-- AIM --
Reproduce as a numbered list, omitting blank lines, the stretch of the records below from the line containing "Sports-analytics tagging: mark the dense" through the end of the records, both ends included.

(begin)

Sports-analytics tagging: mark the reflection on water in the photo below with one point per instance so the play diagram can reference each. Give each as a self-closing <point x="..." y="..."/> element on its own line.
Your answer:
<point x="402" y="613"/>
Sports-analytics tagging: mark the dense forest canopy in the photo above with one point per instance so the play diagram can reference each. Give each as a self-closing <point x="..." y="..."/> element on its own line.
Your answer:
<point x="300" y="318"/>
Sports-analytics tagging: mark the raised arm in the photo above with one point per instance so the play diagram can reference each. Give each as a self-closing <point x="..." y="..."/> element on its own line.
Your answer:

(end)

-- WORKED SOLUTION --
1. Sports-analytics tagging: mark the dense forest canopy in the photo above with one point per instance so the play diagram can reference each. Give each as a self-closing <point x="..." y="..."/> element on its own line.
2. Your answer:
3. <point x="300" y="318"/>
4. Sports-analytics tagging: mark the raised arm in the photo above with one point per instance so the play diagram can reference each. Give each as a self-closing <point x="..." y="..."/> element on its own line.
5. Your answer:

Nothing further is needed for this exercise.